### Written problem
Rewrite the items starting at the line containing "of the mountain" and ending at the last item, swapping "component" for "module" and leaving everything else as is.

### Information given
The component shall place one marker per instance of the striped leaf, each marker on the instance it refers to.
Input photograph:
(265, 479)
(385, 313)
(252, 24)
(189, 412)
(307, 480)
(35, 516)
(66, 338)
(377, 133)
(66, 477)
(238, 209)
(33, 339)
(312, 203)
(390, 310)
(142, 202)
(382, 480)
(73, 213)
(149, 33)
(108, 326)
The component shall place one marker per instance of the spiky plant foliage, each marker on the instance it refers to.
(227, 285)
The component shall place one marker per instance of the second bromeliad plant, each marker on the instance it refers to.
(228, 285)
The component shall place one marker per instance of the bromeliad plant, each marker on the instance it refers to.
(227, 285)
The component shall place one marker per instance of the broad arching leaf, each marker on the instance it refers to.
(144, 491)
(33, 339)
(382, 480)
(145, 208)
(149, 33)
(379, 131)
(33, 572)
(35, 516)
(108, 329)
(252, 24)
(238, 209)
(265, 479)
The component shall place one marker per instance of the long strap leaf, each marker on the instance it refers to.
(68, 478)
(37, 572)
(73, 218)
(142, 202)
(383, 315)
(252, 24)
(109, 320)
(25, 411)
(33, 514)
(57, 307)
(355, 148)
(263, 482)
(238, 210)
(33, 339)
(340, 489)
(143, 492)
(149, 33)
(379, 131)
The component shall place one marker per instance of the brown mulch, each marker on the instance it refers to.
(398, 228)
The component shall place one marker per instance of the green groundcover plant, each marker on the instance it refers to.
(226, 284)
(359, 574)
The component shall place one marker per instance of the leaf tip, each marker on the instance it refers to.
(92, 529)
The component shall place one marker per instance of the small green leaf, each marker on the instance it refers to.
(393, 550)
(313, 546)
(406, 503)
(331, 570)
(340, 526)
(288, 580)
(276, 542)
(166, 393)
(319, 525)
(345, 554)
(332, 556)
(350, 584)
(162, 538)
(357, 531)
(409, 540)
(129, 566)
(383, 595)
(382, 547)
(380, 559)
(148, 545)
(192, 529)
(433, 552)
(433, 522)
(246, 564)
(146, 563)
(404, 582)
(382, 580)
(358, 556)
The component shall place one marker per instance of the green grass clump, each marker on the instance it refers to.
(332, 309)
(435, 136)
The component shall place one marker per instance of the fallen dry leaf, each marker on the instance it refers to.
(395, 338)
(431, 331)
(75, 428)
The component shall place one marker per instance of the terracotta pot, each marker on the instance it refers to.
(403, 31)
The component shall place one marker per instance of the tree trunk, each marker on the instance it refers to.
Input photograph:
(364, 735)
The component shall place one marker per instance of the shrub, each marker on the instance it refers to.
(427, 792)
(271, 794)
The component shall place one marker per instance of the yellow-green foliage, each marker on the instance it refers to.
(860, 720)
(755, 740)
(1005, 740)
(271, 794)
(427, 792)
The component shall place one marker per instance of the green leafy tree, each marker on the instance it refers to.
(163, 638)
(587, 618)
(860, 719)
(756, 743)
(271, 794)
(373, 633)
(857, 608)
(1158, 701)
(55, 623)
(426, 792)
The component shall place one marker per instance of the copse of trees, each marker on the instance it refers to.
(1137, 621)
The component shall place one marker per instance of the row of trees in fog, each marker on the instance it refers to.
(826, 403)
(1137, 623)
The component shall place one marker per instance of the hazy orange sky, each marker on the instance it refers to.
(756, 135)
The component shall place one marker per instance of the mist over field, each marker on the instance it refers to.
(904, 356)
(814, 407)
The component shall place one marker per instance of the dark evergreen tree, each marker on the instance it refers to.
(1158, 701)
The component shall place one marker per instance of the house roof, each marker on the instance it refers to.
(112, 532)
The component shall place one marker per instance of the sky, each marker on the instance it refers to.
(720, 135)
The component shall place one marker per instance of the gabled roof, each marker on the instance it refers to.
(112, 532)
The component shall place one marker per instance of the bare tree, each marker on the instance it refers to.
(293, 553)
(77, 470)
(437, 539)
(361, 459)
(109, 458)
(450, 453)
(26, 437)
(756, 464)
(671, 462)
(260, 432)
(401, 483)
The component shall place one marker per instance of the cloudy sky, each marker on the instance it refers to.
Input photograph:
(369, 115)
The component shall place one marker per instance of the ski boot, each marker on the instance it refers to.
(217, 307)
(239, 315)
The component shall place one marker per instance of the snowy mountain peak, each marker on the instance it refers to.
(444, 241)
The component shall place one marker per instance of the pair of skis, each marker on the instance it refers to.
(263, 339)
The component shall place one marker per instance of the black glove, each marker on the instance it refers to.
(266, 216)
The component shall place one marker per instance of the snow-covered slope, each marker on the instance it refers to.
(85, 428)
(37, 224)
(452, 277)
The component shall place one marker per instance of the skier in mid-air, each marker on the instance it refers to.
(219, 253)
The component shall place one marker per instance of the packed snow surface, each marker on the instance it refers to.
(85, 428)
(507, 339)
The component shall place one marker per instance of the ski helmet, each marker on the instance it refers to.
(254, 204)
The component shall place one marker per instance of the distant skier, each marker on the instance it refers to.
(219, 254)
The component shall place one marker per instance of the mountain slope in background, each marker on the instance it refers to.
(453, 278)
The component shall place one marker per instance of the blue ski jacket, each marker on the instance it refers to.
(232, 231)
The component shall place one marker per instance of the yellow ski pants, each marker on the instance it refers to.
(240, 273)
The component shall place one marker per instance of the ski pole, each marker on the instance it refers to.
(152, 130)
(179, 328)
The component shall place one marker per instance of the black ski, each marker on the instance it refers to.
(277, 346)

### Solution to this task
The module shall place one marker per instance of the mountain slope in background, each marker on the instance it refers to.
(453, 278)
The module shall place one marker per instance of the blue ski jacket, each marker on the instance it refers to.
(232, 231)
The module shall place one marker per instance of the yellow ski pants, each marker on the instance it refers to.
(240, 273)
The module shall place one marker per instance of the ski pole, each marker on the instance it refers to.
(152, 130)
(179, 328)
The module shall place one marker per instance of the black ski, each marker on the instance it refers to.
(277, 346)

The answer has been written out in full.